[[ Data for processing, beginning ]]
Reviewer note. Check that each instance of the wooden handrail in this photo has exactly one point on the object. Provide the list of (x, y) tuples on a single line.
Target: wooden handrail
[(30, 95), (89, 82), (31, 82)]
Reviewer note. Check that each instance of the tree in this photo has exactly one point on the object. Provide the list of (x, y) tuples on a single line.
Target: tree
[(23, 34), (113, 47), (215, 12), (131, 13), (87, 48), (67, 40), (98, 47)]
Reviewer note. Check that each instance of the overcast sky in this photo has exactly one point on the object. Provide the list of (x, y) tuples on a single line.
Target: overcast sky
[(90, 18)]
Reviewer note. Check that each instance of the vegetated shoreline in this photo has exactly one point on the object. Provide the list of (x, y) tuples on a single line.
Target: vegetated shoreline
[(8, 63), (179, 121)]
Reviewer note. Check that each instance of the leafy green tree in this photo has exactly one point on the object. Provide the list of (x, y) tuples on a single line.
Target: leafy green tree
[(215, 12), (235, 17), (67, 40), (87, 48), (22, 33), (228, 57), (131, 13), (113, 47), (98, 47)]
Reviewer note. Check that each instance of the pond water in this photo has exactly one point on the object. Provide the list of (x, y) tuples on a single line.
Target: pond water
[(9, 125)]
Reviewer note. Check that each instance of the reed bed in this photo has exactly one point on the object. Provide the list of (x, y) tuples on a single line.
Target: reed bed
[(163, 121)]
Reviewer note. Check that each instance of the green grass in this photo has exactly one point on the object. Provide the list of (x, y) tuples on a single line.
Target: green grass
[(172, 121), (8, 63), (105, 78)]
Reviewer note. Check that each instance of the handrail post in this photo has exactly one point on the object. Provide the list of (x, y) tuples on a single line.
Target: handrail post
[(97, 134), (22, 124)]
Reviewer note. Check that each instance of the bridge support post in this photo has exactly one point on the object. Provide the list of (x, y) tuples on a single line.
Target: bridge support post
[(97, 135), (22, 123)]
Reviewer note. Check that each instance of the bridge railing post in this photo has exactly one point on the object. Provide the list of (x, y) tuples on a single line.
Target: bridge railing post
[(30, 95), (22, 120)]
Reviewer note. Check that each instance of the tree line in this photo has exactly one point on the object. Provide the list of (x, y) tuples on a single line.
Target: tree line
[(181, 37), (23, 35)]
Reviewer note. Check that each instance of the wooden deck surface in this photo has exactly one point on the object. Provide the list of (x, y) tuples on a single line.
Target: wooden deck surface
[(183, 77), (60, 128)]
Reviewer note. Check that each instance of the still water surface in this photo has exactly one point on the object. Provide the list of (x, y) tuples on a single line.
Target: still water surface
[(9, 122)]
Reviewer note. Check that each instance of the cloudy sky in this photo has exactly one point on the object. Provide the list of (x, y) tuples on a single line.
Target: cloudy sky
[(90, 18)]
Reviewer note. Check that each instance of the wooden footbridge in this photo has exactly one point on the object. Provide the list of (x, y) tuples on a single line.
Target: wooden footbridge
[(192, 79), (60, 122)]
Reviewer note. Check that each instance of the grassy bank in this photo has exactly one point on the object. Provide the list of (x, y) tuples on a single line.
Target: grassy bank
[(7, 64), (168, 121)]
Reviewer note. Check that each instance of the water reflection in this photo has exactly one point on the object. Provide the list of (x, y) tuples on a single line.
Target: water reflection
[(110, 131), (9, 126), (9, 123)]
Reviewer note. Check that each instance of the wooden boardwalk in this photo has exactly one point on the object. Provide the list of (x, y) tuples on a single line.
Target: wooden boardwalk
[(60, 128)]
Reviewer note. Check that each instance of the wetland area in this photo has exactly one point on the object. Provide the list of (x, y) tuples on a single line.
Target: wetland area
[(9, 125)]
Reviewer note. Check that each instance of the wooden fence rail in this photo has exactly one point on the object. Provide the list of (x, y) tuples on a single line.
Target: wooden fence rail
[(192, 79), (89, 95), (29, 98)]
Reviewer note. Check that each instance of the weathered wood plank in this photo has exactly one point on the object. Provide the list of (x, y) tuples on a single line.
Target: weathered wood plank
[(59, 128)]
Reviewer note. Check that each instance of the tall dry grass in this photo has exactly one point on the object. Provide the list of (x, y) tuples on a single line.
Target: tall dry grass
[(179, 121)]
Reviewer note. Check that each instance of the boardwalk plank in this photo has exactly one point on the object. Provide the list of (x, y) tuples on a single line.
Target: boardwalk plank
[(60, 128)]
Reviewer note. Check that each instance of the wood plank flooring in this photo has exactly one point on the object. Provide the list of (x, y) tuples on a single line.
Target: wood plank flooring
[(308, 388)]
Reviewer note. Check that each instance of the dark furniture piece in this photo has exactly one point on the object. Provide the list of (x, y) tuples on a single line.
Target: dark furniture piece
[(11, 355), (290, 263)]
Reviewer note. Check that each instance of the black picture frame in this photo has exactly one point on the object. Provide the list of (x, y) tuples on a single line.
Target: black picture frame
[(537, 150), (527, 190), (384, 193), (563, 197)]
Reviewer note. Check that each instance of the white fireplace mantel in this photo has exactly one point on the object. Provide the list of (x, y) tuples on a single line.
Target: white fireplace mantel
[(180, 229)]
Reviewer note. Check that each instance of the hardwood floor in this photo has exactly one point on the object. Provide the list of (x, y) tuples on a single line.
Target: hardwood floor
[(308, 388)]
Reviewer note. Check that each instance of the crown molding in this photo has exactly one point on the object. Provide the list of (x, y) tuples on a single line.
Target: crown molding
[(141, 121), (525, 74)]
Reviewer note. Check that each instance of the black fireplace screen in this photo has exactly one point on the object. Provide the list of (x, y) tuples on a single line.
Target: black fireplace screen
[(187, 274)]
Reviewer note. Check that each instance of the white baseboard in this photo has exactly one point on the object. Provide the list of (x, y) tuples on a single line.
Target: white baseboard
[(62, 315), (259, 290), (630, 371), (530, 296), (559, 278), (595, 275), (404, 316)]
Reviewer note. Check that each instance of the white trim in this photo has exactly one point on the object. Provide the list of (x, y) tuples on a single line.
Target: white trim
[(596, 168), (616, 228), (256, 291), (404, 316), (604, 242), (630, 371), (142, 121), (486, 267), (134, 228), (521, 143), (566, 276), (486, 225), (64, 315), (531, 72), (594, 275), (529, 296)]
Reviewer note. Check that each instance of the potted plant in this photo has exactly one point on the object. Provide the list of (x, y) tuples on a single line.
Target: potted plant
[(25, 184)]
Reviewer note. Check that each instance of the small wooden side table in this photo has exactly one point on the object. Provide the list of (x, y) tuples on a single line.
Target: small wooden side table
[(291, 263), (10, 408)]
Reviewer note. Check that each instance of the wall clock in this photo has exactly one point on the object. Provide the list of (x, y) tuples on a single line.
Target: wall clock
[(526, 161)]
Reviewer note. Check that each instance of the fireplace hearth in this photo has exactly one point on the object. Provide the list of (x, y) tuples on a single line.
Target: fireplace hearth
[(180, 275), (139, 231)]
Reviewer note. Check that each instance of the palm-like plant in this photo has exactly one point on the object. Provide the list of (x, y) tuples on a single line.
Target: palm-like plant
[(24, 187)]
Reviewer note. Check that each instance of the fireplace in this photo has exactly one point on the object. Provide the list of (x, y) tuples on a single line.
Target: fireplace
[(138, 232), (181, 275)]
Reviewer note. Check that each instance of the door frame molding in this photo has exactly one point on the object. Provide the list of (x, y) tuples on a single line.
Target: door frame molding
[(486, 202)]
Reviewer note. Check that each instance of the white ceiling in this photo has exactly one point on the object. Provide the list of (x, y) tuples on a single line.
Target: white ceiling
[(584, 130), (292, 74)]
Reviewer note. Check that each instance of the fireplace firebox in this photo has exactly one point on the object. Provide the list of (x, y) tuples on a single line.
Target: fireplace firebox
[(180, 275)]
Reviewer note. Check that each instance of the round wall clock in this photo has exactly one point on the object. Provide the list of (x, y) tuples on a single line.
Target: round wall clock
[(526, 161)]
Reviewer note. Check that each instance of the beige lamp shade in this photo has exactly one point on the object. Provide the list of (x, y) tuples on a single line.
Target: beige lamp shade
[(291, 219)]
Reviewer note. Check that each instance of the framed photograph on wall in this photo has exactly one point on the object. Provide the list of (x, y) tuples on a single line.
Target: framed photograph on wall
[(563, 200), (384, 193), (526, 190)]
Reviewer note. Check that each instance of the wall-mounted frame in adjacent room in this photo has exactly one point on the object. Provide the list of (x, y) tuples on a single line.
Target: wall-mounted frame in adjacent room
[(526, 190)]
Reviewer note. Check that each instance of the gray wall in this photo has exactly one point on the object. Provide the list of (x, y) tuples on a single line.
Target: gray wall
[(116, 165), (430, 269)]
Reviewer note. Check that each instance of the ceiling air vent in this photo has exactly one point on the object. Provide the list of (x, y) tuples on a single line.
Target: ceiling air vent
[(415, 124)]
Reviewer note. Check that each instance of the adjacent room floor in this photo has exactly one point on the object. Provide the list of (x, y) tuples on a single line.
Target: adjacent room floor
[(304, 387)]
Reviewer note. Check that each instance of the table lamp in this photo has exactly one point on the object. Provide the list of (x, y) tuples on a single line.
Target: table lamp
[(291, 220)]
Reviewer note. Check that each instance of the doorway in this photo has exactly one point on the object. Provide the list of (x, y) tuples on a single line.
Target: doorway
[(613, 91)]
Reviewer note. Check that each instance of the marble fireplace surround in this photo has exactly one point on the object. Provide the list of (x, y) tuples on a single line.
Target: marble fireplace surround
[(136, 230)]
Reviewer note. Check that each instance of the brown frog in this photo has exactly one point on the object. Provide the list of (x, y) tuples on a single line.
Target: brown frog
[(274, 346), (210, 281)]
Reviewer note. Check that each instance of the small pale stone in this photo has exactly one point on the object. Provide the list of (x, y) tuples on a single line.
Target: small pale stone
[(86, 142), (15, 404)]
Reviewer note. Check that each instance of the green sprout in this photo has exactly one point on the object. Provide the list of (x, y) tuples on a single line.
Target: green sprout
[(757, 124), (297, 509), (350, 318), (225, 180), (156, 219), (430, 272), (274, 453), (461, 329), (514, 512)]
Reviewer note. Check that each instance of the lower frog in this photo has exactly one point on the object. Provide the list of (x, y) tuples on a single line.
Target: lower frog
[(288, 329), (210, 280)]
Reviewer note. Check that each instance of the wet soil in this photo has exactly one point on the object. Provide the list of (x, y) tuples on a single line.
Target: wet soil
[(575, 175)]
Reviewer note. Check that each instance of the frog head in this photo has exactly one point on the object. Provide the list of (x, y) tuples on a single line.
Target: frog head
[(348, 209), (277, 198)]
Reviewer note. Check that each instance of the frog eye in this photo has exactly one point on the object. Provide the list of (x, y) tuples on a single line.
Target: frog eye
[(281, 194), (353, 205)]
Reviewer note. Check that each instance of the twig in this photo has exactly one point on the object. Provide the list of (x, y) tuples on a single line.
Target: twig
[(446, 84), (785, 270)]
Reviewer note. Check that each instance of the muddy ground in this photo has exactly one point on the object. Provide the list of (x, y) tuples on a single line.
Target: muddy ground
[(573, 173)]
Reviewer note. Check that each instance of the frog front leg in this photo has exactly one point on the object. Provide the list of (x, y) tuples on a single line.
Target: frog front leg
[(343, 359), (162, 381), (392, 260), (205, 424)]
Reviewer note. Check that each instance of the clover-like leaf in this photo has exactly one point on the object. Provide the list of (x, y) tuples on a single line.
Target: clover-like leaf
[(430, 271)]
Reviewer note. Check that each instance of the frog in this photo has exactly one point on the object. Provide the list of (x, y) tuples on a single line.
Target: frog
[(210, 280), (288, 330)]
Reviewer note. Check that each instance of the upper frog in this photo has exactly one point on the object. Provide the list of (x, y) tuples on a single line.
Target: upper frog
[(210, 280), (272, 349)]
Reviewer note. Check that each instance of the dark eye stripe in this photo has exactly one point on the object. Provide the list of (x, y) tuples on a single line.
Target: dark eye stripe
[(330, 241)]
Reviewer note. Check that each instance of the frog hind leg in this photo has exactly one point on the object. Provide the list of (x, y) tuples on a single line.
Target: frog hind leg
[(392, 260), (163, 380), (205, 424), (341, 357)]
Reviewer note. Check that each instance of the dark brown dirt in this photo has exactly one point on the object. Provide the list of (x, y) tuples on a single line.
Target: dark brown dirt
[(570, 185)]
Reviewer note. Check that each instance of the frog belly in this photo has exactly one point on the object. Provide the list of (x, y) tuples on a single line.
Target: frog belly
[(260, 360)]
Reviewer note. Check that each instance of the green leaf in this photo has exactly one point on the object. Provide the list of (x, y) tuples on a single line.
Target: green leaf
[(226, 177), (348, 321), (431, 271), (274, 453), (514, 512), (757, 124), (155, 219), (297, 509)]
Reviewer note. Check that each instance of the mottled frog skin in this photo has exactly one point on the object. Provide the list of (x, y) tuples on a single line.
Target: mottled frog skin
[[ Data for processing, end ]]
Assignment
Looking at the data above, return every line from the one with "Target: dark furniture piece" down to the one with "Reviewer note. Check that each instance of the black picture", exactly and inclusively.

Written solution
Target: dark furniture piece
[(11, 355), (290, 263)]
Reviewer note. Check that each instance of the black picture frame in this photo has exactly one point on the object. Provide the list of (x, y) tuples on a single line.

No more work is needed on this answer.